• _The task_
Starting at the first entry, print everything through the last exactly.

• _Data for processing_

------------

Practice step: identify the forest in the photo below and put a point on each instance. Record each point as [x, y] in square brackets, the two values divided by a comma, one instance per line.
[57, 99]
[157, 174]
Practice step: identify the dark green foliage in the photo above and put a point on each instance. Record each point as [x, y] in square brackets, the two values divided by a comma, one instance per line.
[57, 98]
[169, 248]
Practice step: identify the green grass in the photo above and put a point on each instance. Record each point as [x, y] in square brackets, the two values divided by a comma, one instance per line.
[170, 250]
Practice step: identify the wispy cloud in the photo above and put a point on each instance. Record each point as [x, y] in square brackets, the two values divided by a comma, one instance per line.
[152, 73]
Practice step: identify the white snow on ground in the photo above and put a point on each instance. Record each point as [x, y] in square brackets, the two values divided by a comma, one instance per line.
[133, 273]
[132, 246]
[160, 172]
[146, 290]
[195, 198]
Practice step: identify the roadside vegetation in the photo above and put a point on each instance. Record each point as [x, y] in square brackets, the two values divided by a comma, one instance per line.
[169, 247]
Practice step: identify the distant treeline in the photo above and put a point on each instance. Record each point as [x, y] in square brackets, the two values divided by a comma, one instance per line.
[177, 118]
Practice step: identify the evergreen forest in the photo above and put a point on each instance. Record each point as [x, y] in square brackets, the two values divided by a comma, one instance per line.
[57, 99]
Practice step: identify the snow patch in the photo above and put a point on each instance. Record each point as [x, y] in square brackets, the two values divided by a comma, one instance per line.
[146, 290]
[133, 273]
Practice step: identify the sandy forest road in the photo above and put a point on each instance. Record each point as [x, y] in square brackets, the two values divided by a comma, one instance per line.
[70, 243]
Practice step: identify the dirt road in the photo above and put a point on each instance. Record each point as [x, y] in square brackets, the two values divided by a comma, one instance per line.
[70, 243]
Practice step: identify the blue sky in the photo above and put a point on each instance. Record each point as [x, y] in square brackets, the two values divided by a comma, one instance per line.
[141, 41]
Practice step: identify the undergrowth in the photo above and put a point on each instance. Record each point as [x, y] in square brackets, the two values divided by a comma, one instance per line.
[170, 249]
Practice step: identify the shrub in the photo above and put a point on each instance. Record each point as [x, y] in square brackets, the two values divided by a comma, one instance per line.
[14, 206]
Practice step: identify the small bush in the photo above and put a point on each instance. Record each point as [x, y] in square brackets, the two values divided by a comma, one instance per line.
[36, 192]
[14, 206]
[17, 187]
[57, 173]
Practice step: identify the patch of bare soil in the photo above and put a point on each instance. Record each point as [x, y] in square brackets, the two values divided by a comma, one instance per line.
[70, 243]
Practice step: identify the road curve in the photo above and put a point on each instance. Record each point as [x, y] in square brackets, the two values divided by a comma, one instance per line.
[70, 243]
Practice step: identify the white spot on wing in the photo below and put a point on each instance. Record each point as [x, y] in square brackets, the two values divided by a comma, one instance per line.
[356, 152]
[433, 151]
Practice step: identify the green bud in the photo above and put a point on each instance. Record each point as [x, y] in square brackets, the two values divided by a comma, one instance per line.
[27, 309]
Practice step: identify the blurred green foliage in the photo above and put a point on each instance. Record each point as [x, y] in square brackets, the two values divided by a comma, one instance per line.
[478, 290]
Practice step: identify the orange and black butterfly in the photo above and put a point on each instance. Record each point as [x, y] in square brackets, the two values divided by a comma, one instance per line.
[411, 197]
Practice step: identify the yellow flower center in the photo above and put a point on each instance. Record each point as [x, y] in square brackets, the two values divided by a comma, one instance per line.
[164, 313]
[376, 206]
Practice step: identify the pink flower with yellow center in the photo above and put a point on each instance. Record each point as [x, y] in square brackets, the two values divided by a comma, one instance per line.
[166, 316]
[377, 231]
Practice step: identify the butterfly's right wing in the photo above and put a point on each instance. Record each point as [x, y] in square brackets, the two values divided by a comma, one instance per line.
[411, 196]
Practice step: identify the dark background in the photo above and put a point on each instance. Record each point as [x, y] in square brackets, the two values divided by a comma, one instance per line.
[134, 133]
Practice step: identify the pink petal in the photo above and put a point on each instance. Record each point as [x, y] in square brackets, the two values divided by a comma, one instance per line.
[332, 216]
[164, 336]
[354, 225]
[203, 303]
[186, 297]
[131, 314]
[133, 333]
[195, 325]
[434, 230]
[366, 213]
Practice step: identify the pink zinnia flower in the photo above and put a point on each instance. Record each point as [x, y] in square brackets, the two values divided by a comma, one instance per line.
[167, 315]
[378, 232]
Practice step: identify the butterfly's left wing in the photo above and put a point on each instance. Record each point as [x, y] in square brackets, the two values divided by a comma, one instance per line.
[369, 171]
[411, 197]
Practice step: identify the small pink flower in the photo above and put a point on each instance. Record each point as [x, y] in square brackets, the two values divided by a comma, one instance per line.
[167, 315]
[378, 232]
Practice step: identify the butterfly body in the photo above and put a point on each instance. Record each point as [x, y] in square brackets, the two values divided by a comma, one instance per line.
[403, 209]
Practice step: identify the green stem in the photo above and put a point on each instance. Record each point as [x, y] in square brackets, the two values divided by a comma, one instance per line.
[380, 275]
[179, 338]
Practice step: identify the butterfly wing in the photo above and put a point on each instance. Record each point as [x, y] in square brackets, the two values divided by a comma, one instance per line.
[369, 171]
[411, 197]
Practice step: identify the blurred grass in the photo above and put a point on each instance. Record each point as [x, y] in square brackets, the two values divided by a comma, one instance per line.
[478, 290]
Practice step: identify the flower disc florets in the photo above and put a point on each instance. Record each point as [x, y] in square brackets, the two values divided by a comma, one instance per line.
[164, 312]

------------

• _Output of the task_
Practice step: identify the forest in the photo below and put a point on each instance. Record each point as [x, y] in square brackets, the two values divided by a comma, one instance per line.
[57, 99]
[157, 174]
Practice step: identify the dark green foliage in the photo above and put a point on each instance. Record each point as [x, y] in square brackets, the two values divided by a comma, one instance per line.
[57, 98]
[169, 248]
Practice step: identify the green grass in the photo above and put a point on each instance. Record each point as [x, y] in square brackets, the two values divided by a comma, one instance per line.
[170, 250]
Practice step: identify the wispy cloud in the photo above and put a point on each instance. Record each point as [x, y] in square brackets, the two values divided by a comma, one instance per line.
[152, 73]
Practice step: identify the white snow on ground in the photo above and put a point on each instance. Record each point as [x, y] in square brackets, the two values divided by a comma, one instance per line.
[133, 273]
[132, 246]
[160, 172]
[146, 290]
[195, 198]
Practice step: identify the roadside vegetation in the photo above and put a point on each instance. Record each point as [x, y] in square brackets, the two values divided by a comma, one instance per line.
[169, 247]
Practice step: identify the distant treeline in the photo above and put a point on each instance. Record each point as [x, y] in square brackets, the two values divided by a comma, one instance per line.
[177, 118]
Practice step: identify the evergreen forest in the photo above and put a point on each instance. Record each point as [x, y] in square brackets, the two values divided by a comma, one instance per line.
[57, 99]
Practice step: identify the snow patch in the photo above and put a point on each instance. Record each point as [x, y] in square brackets, the two values divided by a comma, one instance per line.
[146, 290]
[133, 273]
Practice step: identify the sandy forest road in the photo above and put a point on each instance. Record each point as [x, y] in square brackets, the two values divided by a comma, one instance per line.
[70, 243]
Practice step: identify the dirt road in the photo above and put a point on each instance. Record each point as [x, y] in square brackets, the two values divided by a comma, one instance per line.
[70, 243]
Practice step: identify the blue sky in the photo above and put a point on each instance. Record each point as [x, y] in square brackets, the two values divided by a comma, one instance per line.
[141, 41]
Practice step: identify the undergrowth in the photo above and put a point on each instance. Record each point as [x, y] in square brackets, the two values divided by a comma, one instance per line.
[170, 249]
Practice step: identify the shrub in the photo above and put a point on each instance. Record each point as [x, y] in square brackets, the two values divided by a comma, one instance per line.
[14, 206]
Practice step: identify the small bush in the photo above and put a point on each instance. Record each point as [x, y] in square brackets, the two values divided by a comma, one instance per line.
[36, 192]
[14, 206]
[17, 187]
[57, 173]
Practice step: identify the patch of bare soil in the photo above and put a point on each instance. Record each point as [x, y] in square brackets, the two values divided by a comma, one instance per line.
[70, 243]
Practice step: identify the road curve in the photo above and put a point on each instance. Record each point as [x, y] in square brackets, the two values divided by a comma, one instance per line.
[70, 243]
Practice step: identify the white spot on wing in the photo below and put a point on each instance. Record each point as [x, y] in square brackets, the two values divided by a comma, one instance per line.
[356, 152]
[433, 151]
Practice step: identify the green bud in the photo above and put a point on each instance. Record each point as [x, y] in square brackets, the two values divided by a comma, one instance per line.
[27, 309]
Practice step: identify the blurred green foliage in the photo above and put a point on each instance. Record each point as [x, y] in square brackets, the two values divided by a comma, one instance per line.
[478, 290]
Practice step: identify the orange and black butterfly in the photo above and put a point on each instance. Record each point as [x, y] in square brackets, the two values divided by a comma, one instance per line.
[411, 197]
Practice step: identify the yellow flower center in the photo above and put a point on each instance. Record each point as [x, y] in square brackets, the two values divided by a comma, one instance per line.
[164, 313]
[376, 206]
Practice step: identify the pink flower with yellow center in the photo above and put a point on each instance. Record each point as [x, y] in square brackets, the two values divided by a comma, one instance per line.
[166, 316]
[377, 231]
Practice step: identify the butterfly's right wing in the photo above and put a point on each instance. Record each point as [x, y] in square brackets, the two values divided by a comma, one instance per line.
[411, 196]
Practice step: identify the dark background in the photo above and put a point on each instance. Record each point as [x, y] in square brackets, the two values divided by a comma, one instance per line.
[134, 133]
Practice step: identify the pink petal in the photo above and put a point on each instance. Record each point as [x, y] in square brackets, the two values divided by a comma, one instance per line.
[332, 216]
[164, 336]
[354, 225]
[203, 303]
[186, 297]
[131, 314]
[133, 333]
[195, 325]
[434, 230]
[366, 213]
Practice step: identify the pink zinnia flower in the photo above and put a point on each instance. Record each point as [x, y] in square brackets, the two values divided by a comma, one instance per line.
[167, 315]
[378, 232]
Practice step: identify the butterfly's left wing in the photo above and put a point on each instance. Record each point as [x, y] in square brackets, the two values divided by a comma, one instance per line.
[369, 171]
[411, 197]
Practice step: identify the small pink flower in the photo above and put a point on each instance. Record each point as [x, y] in square brackets, the two values divided by a comma, one instance per line.
[167, 315]
[378, 232]
Practice step: identify the butterfly body in the photo above and put a point on each instance. Record each point as [x, y] in square brackets, the two values divided by a comma, one instance per line.
[403, 209]
Practice step: identify the green stem in the photo above and put a point on each instance. Record each point as [x, y] in square brackets, the two values divided by a comma, one instance per line.
[380, 275]
[179, 338]
Practice step: identify the butterfly wing in the photo above and put a point on each instance. Record each point as [x, y] in square brackets, the two values divided by a comma, one instance per line.
[369, 171]
[411, 197]
Practice step: identify the blurred grass in the photo above and put a point on each instance. Record each point as [x, y] in square brackets, the two values divided by a comma, one instance per line.
[478, 290]
Practice step: identify the flower disc florets in the photo above and put a point on each instance. Record each point as [x, y] in square brackets, the two values divided by a comma, one instance per line.
[164, 312]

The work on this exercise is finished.